Monitor Data Boost usage

This page describes how to use Cloud Monitoring and Spanner audit logs to monitor and analyze Spanner Data Boost usage.

Cloud Monitoring provides the ability to track total usage over time and to break down that usage by user. Spanner audit logs allow more flexible usage analysis, including providing metrics by user or by BigQuery job ID.

Use Cloud Monitoring to track Data Boost usage

Follow these steps to track overall Data Boost usage:

  1. In the Google Cloud console, go to Monitoring.
    Go to Monitoring
  2. If Metrics Explorer is shown in the navigation menu, select it. Otherwise, click Resources, and then select Metrics Explorer.
  3. At the top of the page, select a time interval.
  4. In the Metric dropdown list, in the Filter by resource or metric name field, enter spanner and press Enter to narrow the search.
  5. In the Metric list, select Cloud Spanner Instance > Instance > Processing Unit Second, and then click Apply.

    This creates a line chart of aggregate Data Boost usage across all Spanner instances.

  6. To view usage for a particular instance, follow these steps:

    1. Click + ADD FILTER to create a filter.
    2. In the Label 1 dropdown list, select instance_id.
    3. In the Value 1 text field, enter or select the ID of the instance to display usage for.
  7. To view a breakdown of usage by all instances, follow these steps:

    1. Clear any filters by clicking the trash can icon next to the Filters fields.
    2. Under Group by, in the Labels dropdown list, select instance_id, and then select Sum in the Grouping function list.
  8. To break down usage by principal, under Group by, select credential_id in the Labels list and Sum in the Grouping function list.

The following example shows processing unit seconds by principal.

PU seconds by user

Use audit logs to analyze Data Boost usage

Spanner audit logs allow more flexible analysis of Data Boost usage. In addition to the ability to break down usage over time by instance or principal as with Cloud Monitoring, Spanner audit logs, if enabled and available, allow breaking down usage over time by database or BigQuery job ID.

Enabling audit logs can incur extra charges. For information about Logging pricing, see Google Cloud Observability pricing: Cloud Logging.

Enable Data Boost usage audit logs

You must enable data access audit logs for Spanner before you can collect usage data for Data Boost. To do so, follow these steps:

  1. Follow the instructions in Configure Data Access audit logs with the Google Cloud console.
  2. Enable the Data Read log type for the Spanner API service.
  3. To obtain Data Boost usage by BigQuery job SQL text, ensure that that the audit logs for BigQuery are enabled as well.

View usage by principal

To query the audit logs to view Data Boost usage by user, follow these steps:

  1. Go to the Logs Explorer in the Google Cloud console.

——

Set down the passage of the Data Boost monitoring page from "1. In the Google" to "a time interval." word for word.

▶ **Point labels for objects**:
——

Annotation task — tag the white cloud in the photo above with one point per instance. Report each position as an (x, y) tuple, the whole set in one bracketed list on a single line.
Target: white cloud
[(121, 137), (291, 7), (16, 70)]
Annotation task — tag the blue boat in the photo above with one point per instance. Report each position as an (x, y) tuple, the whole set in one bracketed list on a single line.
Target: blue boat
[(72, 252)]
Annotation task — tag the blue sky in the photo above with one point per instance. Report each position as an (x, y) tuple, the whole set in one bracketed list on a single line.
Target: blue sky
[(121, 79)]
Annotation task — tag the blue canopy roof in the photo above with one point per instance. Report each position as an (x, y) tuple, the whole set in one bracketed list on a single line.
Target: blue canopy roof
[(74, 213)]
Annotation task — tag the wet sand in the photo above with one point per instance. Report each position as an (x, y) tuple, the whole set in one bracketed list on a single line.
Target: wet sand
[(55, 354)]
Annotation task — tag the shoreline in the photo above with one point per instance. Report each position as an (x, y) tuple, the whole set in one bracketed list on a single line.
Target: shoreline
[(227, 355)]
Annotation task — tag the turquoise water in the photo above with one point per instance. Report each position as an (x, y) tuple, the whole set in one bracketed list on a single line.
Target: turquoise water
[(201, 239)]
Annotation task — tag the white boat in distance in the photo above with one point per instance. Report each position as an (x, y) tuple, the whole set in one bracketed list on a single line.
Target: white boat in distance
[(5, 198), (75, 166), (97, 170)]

——

▶ **Correct response**:
1. In the Google Cloud console, go to Monitoring.
    Go to Monitoring
  2. If Metrics Explorer is shown in the navigation menu, select it. Otherwise, click Resources, and then select Metrics Explorer.
  3. At the top of the page, select a time interval.